**Qué hacer**
1. Traduce al inglés esta oración del texto sobre la basura en Mendoza: "La basura está por todos lados: en las calles, las plazas, las acequias, en los pocos espacios verdes y en los costados de las rutas."
2. Prolonga el texto sobre la basura en Mendoza a partir de su última oración.

Diario UNO de Mendoza, 18 de enero de 2012
Pululan, crecen y se amontonan.
Ya son una marca registrada de estos tiempos y de estas tierras
La basura deja su huella, su impronta y su marca registrada. Es como un testimonio de rutinas, de modos y costumbres. O también se evidencia como tic y reflejo cultural.
Pulula, crece, se amontona. La basura está por todos lados: en las calles, las plazas, las acequias, en los pocos espacios verdes y en los costados de las rutas.
Basura, suciedad, residuos, desechos. Manifestación fáctica de consumo, de trascendencia light, de vínculos cargados de mugre (por sus características grasientas) y llenos de esa roña (con su connotación corpórea) que cree desaparecer al refregarse sobre sí misma. Envases, envoltorios, bolsas, sobrantes. Son esa parte de la porquería que se deja atrás cuando la otra parte sació el instante, lo efímero.
Recorrer el Parque es también visitar un sembradío de hediondos pañales, botellas, papeles y flameantes plásticos, nailons y látex decolorados y abrazados entre sí en algún tronco o flotando en las márgenes del Lago.
Pero en esta sucia Mendoza los veranos tienen en su azarosa agenda más de una furiosa tormenta que limpiará, obviamente en parte, esos espacios verdes, acequias, canales y banquinas, la que turbulentamente arrastrará hacia los bajos los fetiches de los que más consumen. Allí, en algún punto se concentrará todo el desecho para anegar, inundar y armar complejos lodazales en esas barriadas y caseríos que parecen estar cada día más lejos de todo. Hay que reconocer que una proporción de la basura es levantada por los servicios públicos, la que es esparcida en algún descampado o detrás de un cerro.
Fermentación, podredumbre y roedores harán parte del trabajo, aunque nuevamente los plásticos, nailons y látex afinarán sus alas esperando que la azarosa agenda climática les traiga un fuerte Zonda para volver a recorrer la ciudad.
Hay quienes se adelantan por la basura al recorrido formal. Son quienes cargan en sus carros, tirados por sangre equina o humana, y llevan hacia los horizontes del oeste una parte para reciclar, o se alzan con todo para hurgar y encontrar qué darles de comer a sus hijos, o alimentar sus cerdos para luego poder darles de comer a sus hijos.

Registros guardados de una colección:
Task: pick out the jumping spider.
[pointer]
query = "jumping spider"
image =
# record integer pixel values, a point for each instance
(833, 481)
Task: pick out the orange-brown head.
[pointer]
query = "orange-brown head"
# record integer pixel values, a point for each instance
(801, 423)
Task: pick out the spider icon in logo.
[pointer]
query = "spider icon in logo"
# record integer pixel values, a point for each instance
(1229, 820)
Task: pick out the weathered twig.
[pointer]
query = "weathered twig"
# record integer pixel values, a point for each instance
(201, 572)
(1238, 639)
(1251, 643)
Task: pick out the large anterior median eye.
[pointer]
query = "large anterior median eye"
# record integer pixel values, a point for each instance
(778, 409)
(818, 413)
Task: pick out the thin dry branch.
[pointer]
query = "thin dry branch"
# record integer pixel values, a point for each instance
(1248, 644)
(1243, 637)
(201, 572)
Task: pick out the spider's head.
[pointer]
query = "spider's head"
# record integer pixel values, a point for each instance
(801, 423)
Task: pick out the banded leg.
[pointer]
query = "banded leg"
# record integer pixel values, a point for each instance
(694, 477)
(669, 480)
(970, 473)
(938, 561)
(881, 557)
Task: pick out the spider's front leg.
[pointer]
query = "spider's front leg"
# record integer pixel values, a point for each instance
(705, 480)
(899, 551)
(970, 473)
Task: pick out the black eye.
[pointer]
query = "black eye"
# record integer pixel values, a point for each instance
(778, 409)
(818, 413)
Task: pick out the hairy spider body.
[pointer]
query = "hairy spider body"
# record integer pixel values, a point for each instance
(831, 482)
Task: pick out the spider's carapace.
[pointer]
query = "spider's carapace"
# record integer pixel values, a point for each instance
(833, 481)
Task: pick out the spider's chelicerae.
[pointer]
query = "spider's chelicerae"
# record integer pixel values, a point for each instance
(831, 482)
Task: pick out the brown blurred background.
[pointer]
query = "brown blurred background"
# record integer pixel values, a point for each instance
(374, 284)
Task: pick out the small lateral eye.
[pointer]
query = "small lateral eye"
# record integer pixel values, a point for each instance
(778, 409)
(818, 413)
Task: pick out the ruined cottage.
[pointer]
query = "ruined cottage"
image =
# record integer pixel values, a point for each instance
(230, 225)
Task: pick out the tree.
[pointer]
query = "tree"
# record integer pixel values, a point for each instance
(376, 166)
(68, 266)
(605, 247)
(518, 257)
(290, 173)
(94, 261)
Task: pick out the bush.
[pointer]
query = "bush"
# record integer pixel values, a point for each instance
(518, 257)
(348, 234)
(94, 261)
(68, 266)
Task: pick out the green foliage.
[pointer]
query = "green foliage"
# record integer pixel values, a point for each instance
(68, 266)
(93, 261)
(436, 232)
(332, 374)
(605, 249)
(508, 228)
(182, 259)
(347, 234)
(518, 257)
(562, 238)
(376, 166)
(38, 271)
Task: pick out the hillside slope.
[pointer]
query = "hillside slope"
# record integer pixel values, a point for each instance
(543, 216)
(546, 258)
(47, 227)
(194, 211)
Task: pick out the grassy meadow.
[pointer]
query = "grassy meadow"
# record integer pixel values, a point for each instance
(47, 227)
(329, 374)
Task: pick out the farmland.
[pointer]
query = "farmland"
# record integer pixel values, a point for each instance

**Respuestas en orden**
1. Garbage is everywhere: in the streets, the plazas, the irrigation ditches, in the few green spaces, and along the sides of the highways.

2.
La basura también la generan las fábricas, las destilerías, las industrias. Éstas son quizás las que menos se perciben, las que más envenenan. Sus residuos se mezclan en los cauces, esos mismos que riegan suculentas lechugas y pintones tomates; se filtran en los ríos subterráneos y terminan intoxicando los pozos de agua donde no llega potabilizada.
Habría que imaginarse aún lo que generaría de basura una Mendoza minera, cuando esta actividad es una de las que más residuos producen y esconden. Si no se puede con unas bolsitas, menos se podrá con el veneno de “estas millonarias inversiones”, esas que a la larga, después de llevarse todo, dejarán desempleo y tanto la tierra como el agua inutilizables.
Una gran basura, y con ruedas, es también la chatarra que llega importada de otros países: los troles. Esta provincia compra esos sobrantes usados y destruidos, mientras que los vendedores, además de ahorrarse la contención y el tratamiento de ese desecho, de paso se hacen un negocio redondito al recibir una tracalada de dólares.
La basura está y pulula. Si bien es parte de un modelo económico y sociocultural, se esconde como fetiche detrás del consumismo desmedido, la inoperancia, el desprecio y las falsas acciones.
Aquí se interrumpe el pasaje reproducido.